Would you repeat each line below precisely as it stands?

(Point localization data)
-- -- --
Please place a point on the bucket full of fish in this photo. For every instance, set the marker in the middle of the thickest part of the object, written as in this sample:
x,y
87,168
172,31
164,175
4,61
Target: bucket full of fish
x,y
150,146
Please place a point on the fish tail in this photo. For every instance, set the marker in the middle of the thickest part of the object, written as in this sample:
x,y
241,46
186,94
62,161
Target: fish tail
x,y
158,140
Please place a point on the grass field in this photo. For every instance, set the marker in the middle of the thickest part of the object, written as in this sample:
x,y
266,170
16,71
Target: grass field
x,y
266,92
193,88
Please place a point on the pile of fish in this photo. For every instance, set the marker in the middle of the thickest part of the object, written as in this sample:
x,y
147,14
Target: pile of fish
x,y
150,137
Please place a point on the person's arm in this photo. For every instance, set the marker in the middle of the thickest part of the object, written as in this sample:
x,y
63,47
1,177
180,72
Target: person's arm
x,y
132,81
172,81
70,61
-- -- --
Completed exercise.
Please place a point on the bucket full of fish in this photo. For every instance, set the marker in the middle of the thickest part of the object, written as in this sample:
x,y
87,168
172,31
164,175
4,61
Target: bucket full of fish
x,y
150,146
Please place a point on the fish tail in this photo. For every instance, set the marker in the middle of the thickest part of the object, written as in this sample:
x,y
241,46
186,94
62,161
Target: fish tail
x,y
158,140
Please place a point on the grass field in this photo. For every instance, set the marker in the middle of the thickest part of the object, written as in this sample:
x,y
266,170
16,71
Target: grass field
x,y
266,92
193,88
Please place a point on the pile of fish in this photo. For every instance, set the marker in the middle of the thickest part of the object, written as in this sample:
x,y
147,14
Target: pile of fish
x,y
150,137
Please place a point on the person's arm in this photo. For every instance, set the marker in the middle of the thickest part of the object, written as in this sample:
x,y
63,47
1,177
180,72
Target: person's arm
x,y
132,81
172,81
70,61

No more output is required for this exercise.